* Pointing records *
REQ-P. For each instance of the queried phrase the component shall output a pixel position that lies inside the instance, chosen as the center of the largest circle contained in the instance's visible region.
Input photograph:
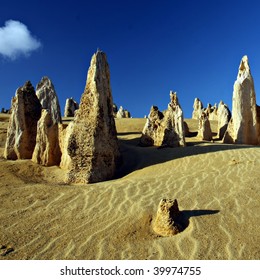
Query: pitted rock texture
(22, 128)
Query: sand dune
(216, 187)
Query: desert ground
(216, 185)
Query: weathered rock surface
(92, 143)
(46, 93)
(47, 150)
(197, 109)
(204, 130)
(166, 221)
(22, 129)
(120, 113)
(70, 107)
(152, 127)
(244, 127)
(165, 129)
(224, 116)
(114, 110)
(212, 112)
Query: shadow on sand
(135, 157)
(184, 218)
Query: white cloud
(16, 40)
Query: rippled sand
(216, 185)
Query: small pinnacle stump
(165, 223)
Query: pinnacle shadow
(184, 217)
(135, 157)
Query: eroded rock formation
(165, 129)
(166, 221)
(204, 130)
(46, 93)
(92, 145)
(244, 126)
(22, 129)
(224, 116)
(47, 149)
(197, 109)
(70, 107)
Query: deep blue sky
(193, 47)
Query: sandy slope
(217, 187)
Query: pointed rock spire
(22, 129)
(243, 127)
(92, 145)
(46, 93)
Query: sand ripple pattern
(218, 190)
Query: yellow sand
(216, 185)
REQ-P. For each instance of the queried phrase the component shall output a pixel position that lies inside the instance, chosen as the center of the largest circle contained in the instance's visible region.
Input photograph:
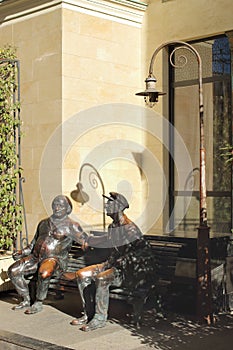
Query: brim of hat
(111, 199)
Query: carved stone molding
(126, 11)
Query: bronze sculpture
(129, 262)
(47, 253)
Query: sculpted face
(111, 207)
(59, 207)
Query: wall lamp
(204, 291)
(80, 196)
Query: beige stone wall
(101, 63)
(72, 60)
(38, 43)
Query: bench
(165, 254)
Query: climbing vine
(10, 208)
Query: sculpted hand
(17, 255)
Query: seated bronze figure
(130, 262)
(47, 253)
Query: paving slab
(51, 329)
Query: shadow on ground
(161, 331)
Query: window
(184, 115)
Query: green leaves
(10, 210)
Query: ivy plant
(10, 172)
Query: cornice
(125, 11)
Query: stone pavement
(50, 329)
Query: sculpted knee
(13, 272)
(45, 274)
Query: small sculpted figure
(47, 254)
(129, 262)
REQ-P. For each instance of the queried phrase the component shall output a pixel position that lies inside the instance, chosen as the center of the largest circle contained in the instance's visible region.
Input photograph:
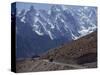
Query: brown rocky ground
(78, 54)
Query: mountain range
(40, 30)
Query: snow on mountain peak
(77, 21)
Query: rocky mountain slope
(79, 51)
(38, 30)
(78, 54)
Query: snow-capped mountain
(60, 21)
(38, 30)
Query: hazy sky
(22, 5)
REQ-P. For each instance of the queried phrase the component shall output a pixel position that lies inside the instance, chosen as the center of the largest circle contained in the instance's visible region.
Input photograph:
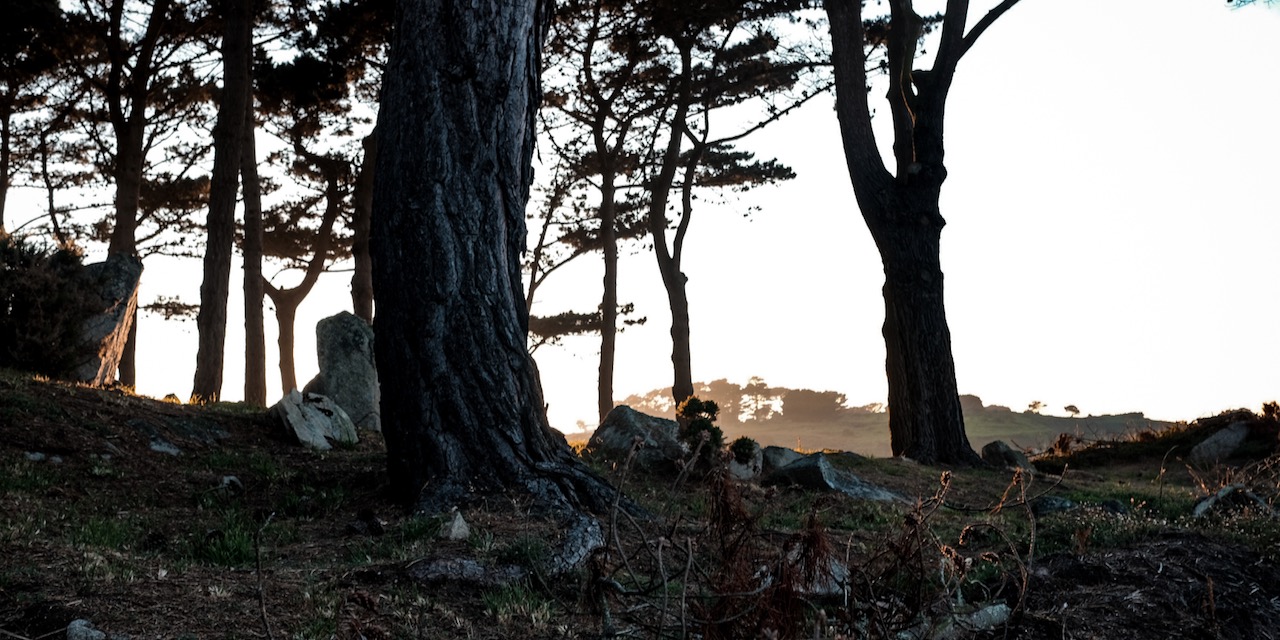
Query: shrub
(45, 298)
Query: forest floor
(161, 520)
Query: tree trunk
(286, 319)
(926, 423)
(255, 341)
(462, 406)
(362, 211)
(609, 300)
(220, 223)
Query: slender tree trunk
(255, 341)
(462, 407)
(362, 211)
(220, 223)
(609, 301)
(286, 318)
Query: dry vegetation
(301, 544)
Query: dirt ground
(97, 524)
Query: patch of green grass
(104, 533)
(517, 606)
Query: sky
(1112, 237)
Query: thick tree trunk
(462, 407)
(362, 213)
(926, 423)
(255, 339)
(609, 301)
(220, 223)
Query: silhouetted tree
(462, 408)
(901, 206)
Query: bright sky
(1112, 238)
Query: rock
(456, 529)
(661, 447)
(999, 453)
(750, 469)
(1233, 497)
(344, 348)
(83, 630)
(814, 471)
(1046, 504)
(1220, 446)
(778, 457)
(161, 446)
(315, 420)
(104, 334)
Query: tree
(220, 224)
(901, 208)
(462, 408)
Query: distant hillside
(822, 420)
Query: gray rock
(1220, 446)
(999, 453)
(814, 471)
(456, 529)
(778, 457)
(104, 334)
(750, 469)
(661, 447)
(83, 630)
(314, 420)
(161, 446)
(344, 348)
(1046, 504)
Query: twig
(261, 583)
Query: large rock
(1220, 446)
(997, 453)
(344, 348)
(314, 420)
(661, 447)
(816, 472)
(104, 334)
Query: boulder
(104, 336)
(816, 472)
(778, 457)
(314, 420)
(1220, 446)
(750, 469)
(999, 453)
(344, 348)
(661, 447)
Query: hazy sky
(1112, 238)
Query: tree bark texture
(220, 223)
(362, 213)
(901, 210)
(255, 338)
(462, 407)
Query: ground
(161, 520)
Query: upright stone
(344, 348)
(104, 334)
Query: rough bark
(362, 213)
(224, 182)
(255, 339)
(901, 210)
(462, 407)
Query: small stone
(457, 529)
(83, 630)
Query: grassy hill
(122, 510)
(868, 433)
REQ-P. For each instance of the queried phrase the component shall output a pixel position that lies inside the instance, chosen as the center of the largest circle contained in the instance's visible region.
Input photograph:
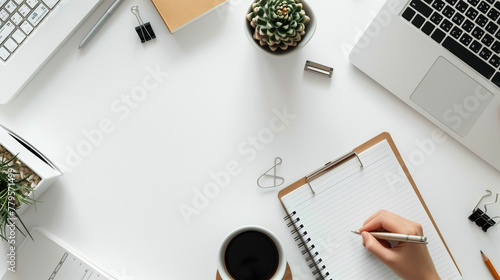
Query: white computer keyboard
(18, 19)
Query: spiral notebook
(326, 205)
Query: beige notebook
(371, 178)
(178, 13)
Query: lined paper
(345, 197)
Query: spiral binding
(308, 250)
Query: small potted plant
(17, 182)
(25, 174)
(280, 26)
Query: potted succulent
(280, 26)
(25, 174)
(17, 183)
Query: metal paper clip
(277, 161)
(143, 26)
(318, 68)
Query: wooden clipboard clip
(331, 165)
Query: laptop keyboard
(18, 19)
(467, 28)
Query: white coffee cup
(223, 272)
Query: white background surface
(119, 206)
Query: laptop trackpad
(451, 96)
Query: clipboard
(309, 180)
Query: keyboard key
(50, 3)
(468, 57)
(493, 14)
(496, 47)
(456, 32)
(418, 21)
(477, 33)
(10, 45)
(491, 28)
(446, 25)
(428, 28)
(458, 19)
(38, 14)
(421, 7)
(481, 20)
(471, 13)
(408, 14)
(5, 31)
(4, 53)
(19, 36)
(32, 3)
(483, 7)
(462, 6)
(24, 10)
(16, 18)
(475, 46)
(485, 53)
(438, 35)
(465, 39)
(487, 40)
(496, 79)
(436, 18)
(4, 15)
(495, 61)
(438, 5)
(448, 11)
(468, 25)
(26, 28)
(10, 7)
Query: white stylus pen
(401, 237)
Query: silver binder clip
(318, 68)
(277, 180)
(483, 220)
(143, 27)
(330, 165)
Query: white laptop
(442, 58)
(31, 31)
(47, 258)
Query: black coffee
(251, 255)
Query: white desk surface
(120, 205)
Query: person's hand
(408, 260)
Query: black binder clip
(144, 30)
(483, 220)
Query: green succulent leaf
(278, 23)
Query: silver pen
(401, 237)
(98, 25)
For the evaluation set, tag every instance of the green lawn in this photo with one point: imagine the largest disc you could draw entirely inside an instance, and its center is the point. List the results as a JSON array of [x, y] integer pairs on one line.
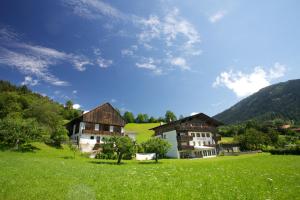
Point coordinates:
[[142, 130], [51, 174], [226, 140]]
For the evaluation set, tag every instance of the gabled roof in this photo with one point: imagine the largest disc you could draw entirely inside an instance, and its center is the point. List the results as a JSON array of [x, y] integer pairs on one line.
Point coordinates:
[[103, 114], [201, 116]]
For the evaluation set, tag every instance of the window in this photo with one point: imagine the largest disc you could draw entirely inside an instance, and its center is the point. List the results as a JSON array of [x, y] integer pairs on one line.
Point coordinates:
[[98, 138], [111, 128]]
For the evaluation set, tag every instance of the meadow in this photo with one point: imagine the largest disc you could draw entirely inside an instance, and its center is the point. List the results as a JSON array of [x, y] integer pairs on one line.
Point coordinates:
[[51, 173]]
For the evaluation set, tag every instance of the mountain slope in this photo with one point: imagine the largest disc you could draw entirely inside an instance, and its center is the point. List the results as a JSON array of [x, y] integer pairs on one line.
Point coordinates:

* Task requirements *
Quote the records above in full, dropping each picture.

* Task answer *
REQ-P. For each instance of the queried phrase the component shall output a pixel position that lies inside the instance, chosen as the center of the largest circle contained in the instance's visible region.
Input photograph:
Query: pitted rock texture
(22, 128)
Query: sand dune
(216, 187)
Query: desert ground
(216, 185)
Query: weathered rock surface
(92, 143)
(46, 93)
(47, 150)
(197, 109)
(204, 130)
(166, 221)
(22, 129)
(120, 113)
(70, 107)
(152, 127)
(244, 127)
(165, 129)
(224, 116)
(114, 110)
(212, 112)
Query: shadow on sand
(135, 157)
(184, 218)
Query: white cloud
(16, 40)
Query: rippled sand
(216, 185)
Query: small pinnacle stump
(165, 223)
Query: pinnacle shadow
(184, 217)
(135, 157)
Query: eroded rock formation
(165, 129)
(166, 221)
(204, 130)
(46, 93)
(92, 145)
(244, 126)
(22, 129)
(224, 116)
(47, 149)
(197, 109)
(70, 107)
Query: deep blue sky
(193, 47)
Query: sandy slope
(217, 187)
Query: pointed rock spire
(22, 129)
(243, 127)
(92, 145)
(46, 93)
Query: sand ripple pattern
(218, 190)
Query: yellow sand
(216, 185)
REQ-P. For each instance of the queried phrase the component shall output a pixel position that lies inside the instance, chosen as the center of the largest circle contained in the instance's visible region.
Input photograph:
Query: brim of hat
(111, 199)
Query: carved stone molding
(126, 11)
Query: bronze sculpture
(129, 262)
(47, 253)
Query: sculpted face
(111, 207)
(59, 207)
Query: wall lamp
(204, 291)
(80, 196)
Query: beige stone wall
(101, 63)
(72, 60)
(38, 43)
Query: bench
(165, 254)
Query: climbing vine
(10, 208)
Query: sculpted hand
(17, 255)
Query: seated bronze figure
(130, 262)
(47, 253)
Query: paving slab
(51, 329)
Query: shadow on ground
(161, 331)
Query: window
(184, 115)
Query: green leaves
(10, 210)
Query: ivy plant
(10, 172)
Query: cornice
(125, 11)
Query: stone pavement
(50, 329)
Query: sculpted knee
(13, 272)
(45, 274)
Query: small sculpted figure
(47, 254)
(129, 262)
REQ-P. For each instance of the queried phrase the component shall output a pixel position that lies inside the instance, chosen as the center of the largest circle contained in the instance's visible region.
Input photograph:
Query: brown rocky ground
(78, 54)
Query: mountain range
(40, 30)
Query: snow on mountain peak
(77, 21)
Query: rocky mountain slope
(79, 51)
(38, 30)
(78, 54)
Query: snow-capped mountain
(60, 21)
(38, 30)
Query: hazy sky
(22, 5)
REQ-P. For each instance of the queried phrase the component shall output a pixel position that lies inside the instance, chosen as the center of the largest circle contained in the instance's visible region.
Input photograph:
Query: shrub
(45, 298)
Query: forest floor
(161, 520)
Query: tree trunk
(286, 319)
(926, 423)
(255, 341)
(462, 406)
(362, 211)
(609, 300)
(220, 223)
Query: slender tree trunk
(255, 341)
(462, 407)
(362, 211)
(220, 223)
(609, 301)
(286, 318)
Query: dry vegetation
(301, 544)
Query: dirt ground
(97, 524)
Query: patch of green grass
(104, 533)
(517, 606)
Query: sky
(1112, 237)
Query: thick tree trunk
(462, 407)
(362, 213)
(926, 423)
(255, 339)
(609, 301)
(220, 223)
Query: silhouetted tree
(462, 408)
(901, 206)
Query: bright sky
(1112, 238)
Query: rock
(456, 529)
(661, 447)
(999, 453)
(750, 469)
(1233, 497)
(344, 348)
(83, 630)
(814, 471)
(1046, 504)
(1220, 446)
(778, 457)
(161, 446)
(315, 420)
(104, 334)
Query: tree
(220, 224)
(901, 208)
(462, 408)
Query: distant hillside
(822, 420)
Query: gray rock
(1220, 446)
(999, 453)
(814, 471)
(456, 529)
(778, 457)
(104, 334)
(750, 469)
(661, 447)
(83, 630)
(314, 420)
(161, 446)
(344, 348)
(1046, 504)
Query: twig
(261, 583)
Query: large rock
(1220, 446)
(997, 453)
(344, 348)
(314, 420)
(661, 447)
(816, 472)
(104, 334)
Query: boulder
(104, 336)
(816, 472)
(778, 457)
(314, 420)
(1220, 446)
(750, 469)
(999, 453)
(344, 348)
(661, 447)
Query: hazy sky
(1112, 238)
Query: tree bark texture
(220, 223)
(362, 213)
(901, 210)
(255, 338)
(462, 407)
Query: ground
(161, 520)
Query: upright stone
(344, 348)
(104, 334)
Query: rough bark
(362, 213)
(224, 182)
(255, 339)
(901, 210)
(462, 407)
Query: small stone
(457, 529)
(83, 630)
Query: grassy hill
(122, 510)
(868, 433)
REQ-P. For each instance of the queried phrase the component shall output a pixel position that lies inside the instance, chosen as the center of the largest circle contained in the instance's visible region.
Input photograph:
Query: white computer keyboard
(18, 19)
Query: spiral notebook
(326, 205)
Query: beige notebook
(371, 178)
(178, 13)
Query: lined paper
(345, 197)
Query: spiral binding
(308, 250)
Query: small potted plant
(17, 182)
(25, 174)
(280, 26)
Query: potted succulent
(280, 26)
(25, 174)
(17, 183)
Query: metal paper clip
(277, 161)
(143, 26)
(318, 68)
Query: wooden clipboard clip
(331, 165)
Query: laptop keyboard
(18, 19)
(467, 28)
Query: white coffee cup
(223, 272)
Query: white background surface
(119, 206)
Query: laptop trackpad
(451, 96)
Query: clipboard
(309, 180)
Query: keyboard key
(50, 3)
(468, 57)
(493, 14)
(496, 47)
(456, 32)
(418, 21)
(477, 33)
(10, 45)
(491, 28)
(446, 25)
(428, 28)
(458, 19)
(38, 14)
(421, 7)
(481, 20)
(471, 13)
(408, 14)
(5, 31)
(4, 53)
(19, 36)
(32, 3)
(483, 7)
(462, 6)
(24, 10)
(16, 18)
(475, 46)
(485, 53)
(438, 35)
(465, 39)
(487, 40)
(496, 79)
(436, 18)
(4, 15)
(495, 61)
(438, 5)
(448, 11)
(468, 25)
(26, 28)
(10, 7)
Query: white stylus pen
(401, 237)
Query: silver binder clip
(318, 68)
(277, 180)
(483, 220)
(143, 27)
(330, 165)
Query: white laptop
(442, 58)
(31, 31)
(47, 258)
Query: black coffee
(251, 255)
Query: white desk surface
(120, 205)
Query: person's hand
(408, 260)
Query: black binder clip
(144, 30)
(483, 220)
Query: green succulent leaf
(278, 23)
Query: silver pen
(401, 237)
(98, 25)
For the evaluation set, tag every instance of the green lawn in this photo with one point: imagine the largest disc you could draw entirely inside an instance, and its center is the point. List the results as a JSON array of [x, y] integer pairs on one line.
Point coordinates:
[[142, 130], [51, 174], [226, 140]]
For the evaluation set, tag every instance of the gabled roof in this photo with one point: imagine the largest disc you could draw entirely inside an instance, and its center is the point. List the results as a JSON array of [x, y] integer pairs on one line.
Point coordinates:
[[103, 114], [201, 116]]
For the evaluation set, tag every instance of the window in this photo with one point: imagine the largest disc you could draw entirely inside an instance, and its center is the point. List the results as a JSON array of [x, y] integer pairs on one line.
Point coordinates:
[[98, 138], [111, 128]]
For the evaluation set, tag every instance of the meadow in this photo with one point: imagine the largest disc you could draw entirely inside an instance, and its center is the point. List the results as a JSON array of [x, y] integer pairs on one line.
Point coordinates:
[[51, 173]]
For the evaluation set, tag every instance of the mountain slope in this photo with one point: imagine the largest disc you could draw entirely inside an instance, and its center is the point. List the results as a JSON array of [x, y] integer pairs on one line.
Point coordinates:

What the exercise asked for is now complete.